=== CONSIGNES ===
a: Dites si chacune des affirmations suivantes concorde avec l'extrait, en répondant par oui ou par non et en citant textuellement les mots qui tranchent. (i) L'exécution de la mère a lieu à Séville en 1610. (ii) Maria est musulmane d'origine. (iii) Maria est libérée de son esclavage par son père.
b: Transformez en liste le paragraphe de l'extrait qui commence par « Le destin de Maria est d'abord », en gardant ses faits essentiels.
____ EXTRAIT
Ô Maria d’Anouar Benmalek, Fayard 2006
Cela commence
par une scène atroce : à Séville, en 1610, un jeune homme assiste a l'exécution de sa mère, brûlée vive en place publique. C'est
la sombre époque des persécutions et du bannissement pour les musulmans et les
juifs, les morisques. Maria nous conte l'itinéraire de cette femme, musulmane d'origine
et chrétienne par nécessite, jusqu'à sa fin
tragique, dans une Andalousie misérable et somptueuse, violente, cruelle, où l'intolérance
et le fanatisme religieux broient les destins.
Le destin de Maria est d'abord celui d'une esclave, capturée
après la mort de son père dans des circonstances dont elle s'estime responsable.
Exploitée, abusée, libérée de son esclavage grâce au meurtre de son maître, elle
doit à sa beauté quasi surnaturelle de susciter dès son plus jeune age le désir
des mâles de tous ages et de toutes conditions, ecclésiastiques compris. Servante
chez un peintre qui voit en elle comme une réincarnation de la Vierge, elle
tombe amoureuse de son aide, le jeune Lorenço, promis
au chaponnage pour aller rejoindre en Italie la confrérie des castrats, mais
qui l'engrosse avant la fatale opération. Douée d'une forte nature, ce qui nous
vaut des pages d'une belle subtilité sur le désir féminin où se retrouve le
goût pour l'érotisme subtil de la vraie grande tradition arabe, Maria, mi-sainte mi-catin, partagée entre la haine des hommes et le
besoin du plaisir qu'ils lui donnent, ira jusqu'au bout de sa violence de
victime de la folie de « pureté » religieuse qui s'abat sur l'Espagne.
________
____ EXTRAIT DES DONNÉES
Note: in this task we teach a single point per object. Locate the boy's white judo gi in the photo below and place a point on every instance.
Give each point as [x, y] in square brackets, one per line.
________
=== RÉPONSES ===
a:
(i) Oui : « à Séville, en 1610 ».
(ii) Oui : « musulmane d'origine ».
(iii) Non : « libérée de son esclavage grâce au meurtre de son maître ».

b:
- Maria est d'abord une esclave. Elle a été capturée après la mort de son père, dans des circonstances dont elle s'estime responsable.
- Exploitée et abusée, elle est libérée de son esclavage grâce au meurtre de son maître.
- Dès son plus jeune âge, sa beauté quasi surnaturelle suscite le désir des hommes de tous âges et de toutes conditions, ecclésiastiques compris.
- Elle devient servante chez un peintre qui voit en elle comme une réincarnation de la Vierge.
- Elle tombe amoureuse du jeune Lorenço, promis à la castration pour rejoindre en Italie la confrérie des castrats. Il la rend enceinte avant l'opération.
- Le livre contient des pages d'une belle subtilité sur le désir féminin, dans le goût de l'érotisme de la grande tradition arabe.
- Mi-sainte mi-catin, Maria est partagée entre la haine des hommes et le besoin du plaisir qu'ils lui donnent. Victime de la folie de « pureté » religieuse qui s'abat sur l'Espagne, elle ira jusqu'au bout de sa violence.